What is required> Please return each entry in the listing exactly.

Entries shown>
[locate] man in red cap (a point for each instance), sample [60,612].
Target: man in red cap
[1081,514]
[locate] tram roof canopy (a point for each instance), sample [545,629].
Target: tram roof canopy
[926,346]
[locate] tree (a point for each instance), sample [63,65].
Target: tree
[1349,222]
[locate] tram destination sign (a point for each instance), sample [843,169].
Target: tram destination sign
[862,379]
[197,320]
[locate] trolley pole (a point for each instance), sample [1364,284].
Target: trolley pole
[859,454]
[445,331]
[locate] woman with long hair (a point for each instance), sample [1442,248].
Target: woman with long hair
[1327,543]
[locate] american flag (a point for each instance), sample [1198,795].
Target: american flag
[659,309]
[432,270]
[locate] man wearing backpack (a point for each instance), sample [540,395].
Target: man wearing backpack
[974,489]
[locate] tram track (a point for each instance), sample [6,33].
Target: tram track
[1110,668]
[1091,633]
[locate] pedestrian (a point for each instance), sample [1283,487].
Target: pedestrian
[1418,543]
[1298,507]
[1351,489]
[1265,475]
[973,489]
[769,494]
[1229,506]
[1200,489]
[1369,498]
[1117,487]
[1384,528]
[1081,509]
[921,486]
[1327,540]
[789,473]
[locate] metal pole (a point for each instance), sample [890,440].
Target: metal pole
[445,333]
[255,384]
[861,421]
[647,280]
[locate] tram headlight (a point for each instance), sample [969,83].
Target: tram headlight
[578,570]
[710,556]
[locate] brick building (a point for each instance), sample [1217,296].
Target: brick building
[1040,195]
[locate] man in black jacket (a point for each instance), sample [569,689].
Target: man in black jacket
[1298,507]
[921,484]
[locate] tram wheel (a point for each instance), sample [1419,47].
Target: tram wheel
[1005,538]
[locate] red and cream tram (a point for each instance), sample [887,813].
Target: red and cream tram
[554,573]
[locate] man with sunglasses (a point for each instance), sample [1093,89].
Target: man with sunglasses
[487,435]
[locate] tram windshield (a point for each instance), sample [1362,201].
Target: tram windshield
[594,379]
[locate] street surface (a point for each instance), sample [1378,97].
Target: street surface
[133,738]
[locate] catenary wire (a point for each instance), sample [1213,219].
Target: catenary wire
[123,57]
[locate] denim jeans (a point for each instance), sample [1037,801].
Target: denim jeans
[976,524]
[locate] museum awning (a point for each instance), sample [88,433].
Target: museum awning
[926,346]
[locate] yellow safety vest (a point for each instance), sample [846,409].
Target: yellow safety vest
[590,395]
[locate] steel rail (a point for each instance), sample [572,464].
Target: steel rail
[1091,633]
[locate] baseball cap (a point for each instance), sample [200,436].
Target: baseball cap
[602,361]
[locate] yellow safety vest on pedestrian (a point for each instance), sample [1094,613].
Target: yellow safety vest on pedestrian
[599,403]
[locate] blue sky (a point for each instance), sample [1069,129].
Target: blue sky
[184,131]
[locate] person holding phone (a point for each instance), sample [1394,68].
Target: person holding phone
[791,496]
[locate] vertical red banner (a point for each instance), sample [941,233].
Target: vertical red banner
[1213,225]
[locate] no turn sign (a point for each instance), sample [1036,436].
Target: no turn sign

Task output>
[locate] man in red cap (a point for each instance), sample [60,612].
Target: man in red cap
[1081,514]
[locate] tram roof canopy (a point for each instance), sample [545,629].
Target: tram roof canopy
[926,346]
[locate] tree (a point for each instance), sample [63,65].
Target: tree
[1349,222]
[locate] tram destination sign (a point for each instance), sample [843,169].
Target: tram destination sign
[862,379]
[197,320]
[locate] trolley pole (a point for each instance), sample [1364,284].
Target: trolley pole
[859,454]
[445,331]
[locate] woman with long hair (a point for each instance), sample [1442,248].
Target: woman with long hair
[1327,543]
[locate] american flag (a point for each instance), sample [1198,795].
Target: american flag
[659,309]
[432,270]
[locate] man wearing backpack (a point for each instance), sample [540,395].
Target: man wearing backpack
[974,489]
[locate] tram track (a point for each instance), sample [6,33].
Target: tram track
[1110,668]
[1091,633]
[locate] pedestrian (a point for each instance), sample [1283,487].
Target: pedestrian
[1418,543]
[1298,507]
[1351,489]
[1265,475]
[973,489]
[769,494]
[1229,506]
[1200,489]
[1369,498]
[1117,487]
[1384,528]
[1081,509]
[921,486]
[1327,540]
[789,473]
[locate] metal pole (a point for each instance), sample [890,440].
Target: metal pole
[445,333]
[255,384]
[861,421]
[647,280]
[locate] tram headlight (a point for each instance), sample [969,83].
Target: tram headlight
[578,570]
[710,556]
[locate] brick building (a point for each instance), sample [1217,296].
Target: brick building
[1040,195]
[locate] man in black jacket (a point for each instance), sample [569,689].
Target: man in black jacket
[1298,507]
[921,484]
[locate] tram wheel (a point for each instance), sample [1419,47].
Target: tram wheel
[1005,538]
[locate] red and cream tram (a point for each instance), sample [887,813].
Target: red and cream tram
[554,573]
[locate] man with sunglasses (a point for each instance), sample [1093,89].
Target: man with sunglasses
[487,435]
[locate] tram windshield (a point for each instance), sample [1362,201].
Target: tram windshield
[594,379]
[locate] street surface (a point for each instance), sample [1378,97].
Target: street surface
[133,738]
[locate] catenary wire (a point for each instance), sample [1213,219].
Target: catenary wire
[123,57]
[locate] denim jeans (a point for each instance), sample [1037,801].
Target: denim jeans
[976,524]
[locate] museum awning (a point for each instance), sample [88,433].
Target: museum awning
[926,346]
[locate] yellow safety vest (a point for each instance), sample [846,409].
Target: yellow safety vest
[590,395]
[locate] steel rail (a point for each instance), sample [572,464].
Target: steel rail
[1091,633]
[locate] baseball cap (a point for each instance), sample [200,436].
Target: baseball cap
[602,361]
[locate] yellow safety vest on pedestrian (a point for each instance), sample [1094,613].
Target: yellow safety vest on pedestrian
[599,403]
[locate] blue sky (a point for each instance), sample [1069,129].
Target: blue sky
[184,131]
[locate] person holding phone (a point for each instance), sample [1394,68].
Target: person holding phone
[791,496]
[locate] vertical red banner (a point for each instance), sample [941,233].
Target: vertical red banner
[1213,225]
[locate] no turn sign (a point for each instance), sample [1036,436].
Target: no turn sign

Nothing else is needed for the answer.